● **Goal 1**
Which college career totals does the player biography list? Give each figure with what it counts.

● **Extract**
Jordan Alexander Pugh (born January 29, 1988) is a former American football safety. Pugh most recently played for the New Orleans Saints of the National Football League (NFL). He played college football at Texas A&M University. He was selected in the sixth round of the 2010 NFL Draft by the Carolina Panthers.

College career
In college, at Texas A&M, Pugh played both cornerback and safety. He played cornerback as a freshman and junior, and lined up at safety as a sophomore and senior. He totaled 221 tackles, four interceptions, 19 pass deflections, and four forced fumbles. He picked up All-Big 12 Honorable Mention honors his senior season.

Professional career

Carolina Panthers
Pugh ran a 4.48-second 40-yard dash and recorded a 40.5-inch vertical leap during Texas A&M's 2010 Pro Day. He was drafted by the Carolina Panthers in the sixth round (202nd overall) of the 2010 NFL Draft.

He was released on August 31, 2012 for final roster cuts before the start of the 2012 season.

● **Stored data**
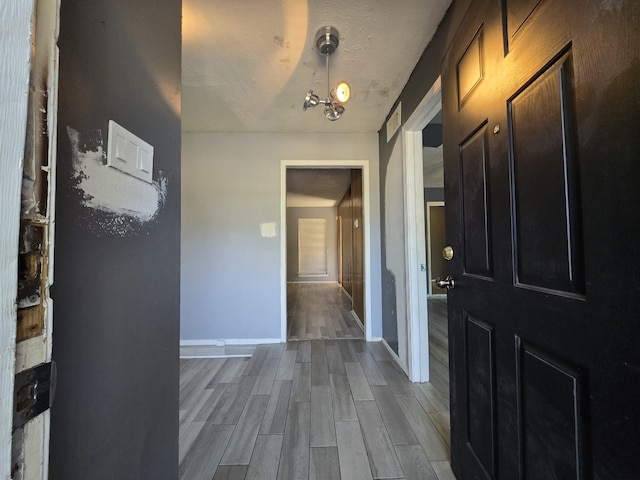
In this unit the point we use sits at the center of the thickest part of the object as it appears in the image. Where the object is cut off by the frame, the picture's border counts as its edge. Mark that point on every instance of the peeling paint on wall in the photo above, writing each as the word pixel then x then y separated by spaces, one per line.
pixel 126 203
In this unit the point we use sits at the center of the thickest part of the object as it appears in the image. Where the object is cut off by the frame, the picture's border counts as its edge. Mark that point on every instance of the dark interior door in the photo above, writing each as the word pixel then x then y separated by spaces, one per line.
pixel 542 161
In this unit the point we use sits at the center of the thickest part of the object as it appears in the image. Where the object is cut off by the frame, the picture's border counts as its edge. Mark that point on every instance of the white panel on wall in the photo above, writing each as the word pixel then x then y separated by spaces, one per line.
pixel 129 153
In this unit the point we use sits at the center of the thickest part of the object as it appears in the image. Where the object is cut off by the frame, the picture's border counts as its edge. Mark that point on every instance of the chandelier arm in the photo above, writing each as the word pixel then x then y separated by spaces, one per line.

● **Goal 2**
Format the entries as a numbered list, from the start of the entries through the line holding "pixel 126 203", inclusive. Leave out the pictures and any blank lines.

● **Correct answer 1**
221 tackles
four interceptions
19 pass deflections
four forced fumbles

● **Correct answer 2**
1. In this unit the point we use sits at the center of the thickest part of the object as it appears in the image. Where the object is cut off by the frame, the picture's border counts as its edge. Mark that point on every instance of the peeling paint on wall in the photo above, writing each as the word pixel then x then y separated by spaces, one per line.
2. pixel 126 203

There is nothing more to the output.